| Passage to read |
"""
Tales of the James, Younger, and Dalton gangs predominate in the hills of Oklahoma, especially in the rugged terrain around Sand Springs and Pryor, in the northeastern part of what was once Indian Territory. More than once hidden caches have been unearthed in these areas, and there are those who believe that more booty will be found in the future-more like the $37,200 found near Oglesby in 1913.

Robber's Canyon lies five miles west of Pryor. It was here that the James-Younger gang supposedly buried $110,000 in gold. Cole Younger verified the story in later years, say old settlers who knew him personally. In his autobiography, The Story of Cole Younger, the old outlaw gave no hint about hidden loot. But old residents of Pryor say that Cole revisited Robber's Canyon about 1910 to recover the long hidden plunder. But ill luck still haunted the old desperado.

Cole told several Pryor friends that in the 1870's the gang made several daring raids in southern Kansas and Indian Territory, collecting more than $110,000. They often holed up in Robber's Canyon because of its superb vantage. They dug a deep pit, placed the gold specie in a large iron cooking pot, and lowered it to the bottom of the hole. When their horses had trampled the earth, Jesse James-who usually marked the burial sites-took a heavy pocketknife and carved a rattlesnake around a nearby stone. Jesse fashioned the snake so that it coiled around the rock, its head pointing up the canyon. When they returned for the loot, the sign would be all they would need.

The money would wait for a rainy day-but that day never came. Cole Younger and his brothers rode north to Minnesota. A bank robbery got them twenty-five years in prison. A few years later Jesse met his end. Frank James knew about the gold, but whether he ever attempted to retrieve it no one knew (apparently he spent his time seeking two million dollars in gold bullion down in the Wichita Mountains).

One account has it that Cole had tried much earlier to retrieve the treasure shortly after he was released from prison, but the Oklahoma territorial governor made it clear that he did not want him back in the territory. Whether Cole made a try for the loot when he returned to Oklahoma in 1903 is not known, but in 1910 he made a final attempt at the Robber's Canyon gold.
"""
| Material |
"""
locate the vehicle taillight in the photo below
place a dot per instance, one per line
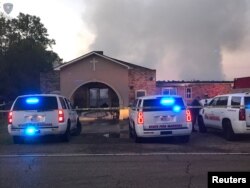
(60, 116)
(242, 115)
(188, 116)
(10, 117)
(140, 118)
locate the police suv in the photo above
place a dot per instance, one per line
(159, 116)
(42, 114)
(229, 113)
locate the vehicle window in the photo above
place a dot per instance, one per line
(157, 105)
(213, 102)
(67, 103)
(40, 103)
(222, 102)
(62, 103)
(139, 103)
(235, 102)
(247, 102)
(134, 103)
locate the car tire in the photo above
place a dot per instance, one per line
(228, 130)
(78, 128)
(137, 139)
(67, 135)
(201, 125)
(18, 140)
(130, 130)
(184, 139)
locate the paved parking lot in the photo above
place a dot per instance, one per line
(112, 137)
(104, 156)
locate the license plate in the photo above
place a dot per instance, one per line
(166, 132)
(35, 118)
(166, 118)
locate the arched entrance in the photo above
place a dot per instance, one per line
(95, 95)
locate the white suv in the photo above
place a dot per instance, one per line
(159, 116)
(229, 113)
(42, 114)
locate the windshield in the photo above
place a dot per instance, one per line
(41, 103)
(162, 103)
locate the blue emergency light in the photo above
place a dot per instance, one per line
(30, 130)
(32, 100)
(167, 101)
(176, 108)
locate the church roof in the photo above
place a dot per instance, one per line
(100, 54)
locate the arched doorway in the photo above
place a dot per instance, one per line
(95, 95)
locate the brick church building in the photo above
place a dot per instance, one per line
(96, 80)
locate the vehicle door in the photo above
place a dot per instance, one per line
(208, 112)
(247, 108)
(133, 110)
(219, 112)
(72, 113)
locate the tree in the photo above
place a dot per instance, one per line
(25, 52)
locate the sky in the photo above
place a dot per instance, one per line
(181, 39)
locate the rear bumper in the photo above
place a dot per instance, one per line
(240, 127)
(185, 130)
(39, 131)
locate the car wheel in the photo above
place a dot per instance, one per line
(228, 130)
(201, 125)
(136, 138)
(130, 130)
(78, 128)
(184, 139)
(67, 135)
(18, 140)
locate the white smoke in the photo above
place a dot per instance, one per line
(146, 32)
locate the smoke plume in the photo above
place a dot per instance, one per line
(182, 39)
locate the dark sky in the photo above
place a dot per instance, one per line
(182, 39)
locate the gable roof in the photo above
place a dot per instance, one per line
(100, 54)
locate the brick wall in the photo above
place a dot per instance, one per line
(50, 82)
(141, 79)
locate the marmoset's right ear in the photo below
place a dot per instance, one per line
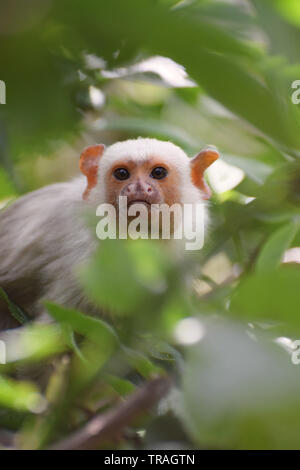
(88, 164)
(198, 166)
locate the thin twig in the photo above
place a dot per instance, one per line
(107, 426)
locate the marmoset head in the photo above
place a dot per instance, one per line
(146, 171)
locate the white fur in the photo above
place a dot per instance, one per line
(44, 237)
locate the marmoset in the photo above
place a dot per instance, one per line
(43, 235)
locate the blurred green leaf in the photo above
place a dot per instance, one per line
(273, 250)
(240, 393)
(271, 295)
(22, 396)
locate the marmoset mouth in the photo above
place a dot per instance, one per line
(139, 201)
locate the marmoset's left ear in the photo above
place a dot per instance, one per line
(199, 164)
(88, 164)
"""
Reproduce the entire passage on the Robber's Canyon treasure word for word.

Tales of the James, Younger, and Dalton gangs predominate in the hills of Oklahoma, especially in the rugged terrain around Sand Springs and Pryor, in the northeastern part of what was once Indian Territory. More than once hidden caches have been unearthed in these areas, and there are those who believe that more booty will be found in the future-more like the $37,200 found near Oglesby in 1913.

Robber's Canyon lies five miles west of Pryor. It was here that the James-Younger gang supposedly buried $110,000 in gold. Cole Younger verified the story in later years, say old settlers who knew him personally. In his autobiography, The Story of Cole Younger, the old outlaw gave no hint about hidden loot. But old residents of Pryor say that Cole revisited Robber's Canyon about 1910 to recover the long hidden plunder. But ill luck still haunted the old desperado.

Cole told several Pryor friends that in the 1870's the gang made several daring raids in southern Kansas and Indian Territory, collecting more than $110,000. They often holed up in Robber's Canyon because of its superb vantage. They dug a deep pit, placed the gold specie in a large iron cooking pot, and lowered it to the bottom of the hole. When their horses had trampled the earth, Jesse James-who usually marked the burial sites-took a heavy pocketknife and carved a rattlesnake around a nearby stone. Jesse fashioned the snake so that it coiled around the rock, its head pointing up the canyon. When they returned for the loot, the sign would be all they would need.

The money would wait for a rainy day-but that day never came. Cole Younger and his brothers rode north to Minnesota. A bank robbery got them twenty-five years in prison. A few years later Jesse met his end. Frank James knew about the gold, but whether he ever attempted to retrieve it no one knew (apparently he spent his time seeking two million dollars in gold bullion down in the Wichita Mountains).

One account has it that Cole had tried much earlier to retrieve the treasure shortly after he was released from prison, but the Oklahoma territorial governor made it clear that he did not want him back in the territory. Whether Cole made a try for the loot when he returned to Oklahoma in 1903 is not known, but in 1910 he made a final attempt at the Robber's Canyon gold.